**Texto do exercício**
Dirigido por Alison Klayman, o documentário conta como a Abercrombie & Fitch foi refundada e, de uma marca esportiva clássica norte-americana, se tornou uma marca juvenil, entrando nos colegiais ao redor dos Estados Unidos. Ter e usar uma roupa da Abercrombie & Fitch era mais do que ter um estilo. Era ter uma identidade em comum com pessoas "bacanas" ao redor de todo o País. Era ser desejado e ter roupas desejadas.
A imagem que a Abercrombie & Fitch passou a vender foi a de modelos em sua maioria homens, semi-nus e musculosos. Era uma campanha direcionada à América branca, apelando ao estatuto, à ostentação e às ligações desportivas dos jovens que pretendiam ser populares na escola. Resultado: a marca ficou consolidada. Ainda que as peças pudessem não ser nada de outro mundo, como admite no documentário Alan Karo, executivo de marketing e publicidade da empresa.
Porém, no meio desse sucesso, um lado sombrio da empresa acabou sendo revelado. Os funcionários eram escolhidos seguindo um estereótipo previamente detalhado. Deveriam ser brancos, não poderiam usar dread, colares de ouro e os adornos das mulheres deveriam ser pequenos. Os que não fossem brancos trabalhavam na reposição dos armazéns ou em horários mais tardios.
Além disso, a marca acabou pagando por escolhas preconceituosas e xenofóbicas. A empresa começou a enfrentar acusações de irregularidades por volta da virada do milênio. Em 2003, um grupo de ex-funcionários e candidatos a emprego processou a Abercrombie & Fitch por discriminação. Vários dos queixosos aparecem no documentário da Netflix para reiterar alegações de longa data de que funcionários negros, asiático-americanos e hispânicos tiveram suas horas reduzidas, foram demitidos ou forçados a papéis nos bastidores por causa de sua aparência.
A Abercrombie resolveu o processo em 2004, pagando cerca de US$ 40 milhões a seus acusadores. E embora a empresa nunca tenha admitido culpa no caso, concordou com um Decreto de Consentimento não vinculativo que via um tribunal supervisionando melhorias em suas práticas de contratação, recrutamento e marketing.
A empresa se recusou a comentar sobre alegações específicas feitas no documentário, embora o atual CEO Fran Horowitz tenha dito à CNN em um comunicado: "Nós evoluímos a organização, inclusive fazendo mudanças na gestão, priorizando a representação, implementando novas políticas, repensando nossas experiências de loja e atualizando o ajuste, tamanho e estilo de nossos produtos", disse.

**Requisitos das tarefas**
**a)** Resuma em duas frases o texto sobre a Abercrombie & Fitch.
**b)** Transcreva do texto sobre a Abercrombie & Fitch o trecho entre "Porém, no meio" e "horários mais tardios.", incluindo essas palavras.
Não é preciso usar os registros.

**Registros fornecidos**
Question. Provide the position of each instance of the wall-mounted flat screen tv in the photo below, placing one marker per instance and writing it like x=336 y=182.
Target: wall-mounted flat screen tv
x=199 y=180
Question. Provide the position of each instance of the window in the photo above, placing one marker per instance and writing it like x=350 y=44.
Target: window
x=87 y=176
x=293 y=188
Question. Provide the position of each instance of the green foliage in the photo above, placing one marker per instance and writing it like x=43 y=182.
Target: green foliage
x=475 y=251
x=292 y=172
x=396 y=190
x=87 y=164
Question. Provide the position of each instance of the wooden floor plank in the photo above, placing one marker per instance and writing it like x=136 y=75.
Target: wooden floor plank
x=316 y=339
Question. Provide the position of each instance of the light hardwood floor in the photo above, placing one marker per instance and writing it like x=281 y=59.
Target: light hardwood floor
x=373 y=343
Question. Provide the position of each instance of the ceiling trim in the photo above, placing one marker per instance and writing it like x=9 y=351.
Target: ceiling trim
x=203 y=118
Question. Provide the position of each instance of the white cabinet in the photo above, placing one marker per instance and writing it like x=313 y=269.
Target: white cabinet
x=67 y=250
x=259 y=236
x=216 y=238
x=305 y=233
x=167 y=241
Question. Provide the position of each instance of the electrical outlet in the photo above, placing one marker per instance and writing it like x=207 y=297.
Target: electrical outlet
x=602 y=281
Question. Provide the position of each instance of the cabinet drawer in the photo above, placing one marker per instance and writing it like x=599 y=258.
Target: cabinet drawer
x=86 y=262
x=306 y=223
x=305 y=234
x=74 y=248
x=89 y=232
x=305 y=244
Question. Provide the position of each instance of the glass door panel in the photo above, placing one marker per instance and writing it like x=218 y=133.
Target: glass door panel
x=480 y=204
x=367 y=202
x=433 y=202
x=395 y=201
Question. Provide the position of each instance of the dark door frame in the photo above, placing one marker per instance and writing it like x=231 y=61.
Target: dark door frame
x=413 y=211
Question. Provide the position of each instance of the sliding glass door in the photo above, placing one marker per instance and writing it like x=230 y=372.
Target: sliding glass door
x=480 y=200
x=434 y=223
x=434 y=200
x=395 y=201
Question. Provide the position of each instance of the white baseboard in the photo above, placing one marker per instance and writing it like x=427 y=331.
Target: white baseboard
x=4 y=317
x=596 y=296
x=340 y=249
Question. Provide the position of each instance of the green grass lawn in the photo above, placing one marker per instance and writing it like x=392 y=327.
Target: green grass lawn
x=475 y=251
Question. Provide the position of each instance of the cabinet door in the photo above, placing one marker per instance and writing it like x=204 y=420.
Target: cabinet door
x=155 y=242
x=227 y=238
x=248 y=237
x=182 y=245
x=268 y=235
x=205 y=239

**Lista de respostas**
**a)** O documentário dirigido por Alison Klayman mostra como a Abercrombie & Fitch deixou de ser uma marca esportiva clássica e virou uma marca juvenil desejada, vendida com imagens de modelos, em sua maioria homens, semi-nus e musculosos. Ao mesmo tempo, a empresa escolhia funcionários por um estereótipo que exigia que fossem brancos, foi processada por discriminação em 2003 e encerrou o caso em 2004 pagando cerca de US$ 40 milhões, sem nunca admitir culpa.

**b)**
Porém, no meio desse sucesso, um lado sombrio da empresa acabou sendo revelado. Os funcionários eram escolhidos seguindo um estereótipo previamente detalhado. Deveriam ser brancos, não poderiam usar dread, colares de ouro e os adornos das mulheres deveriam ser pequenos. Os que não fossem brancos trabalhavam na reposição dos armazéns ou em horários mais tardios.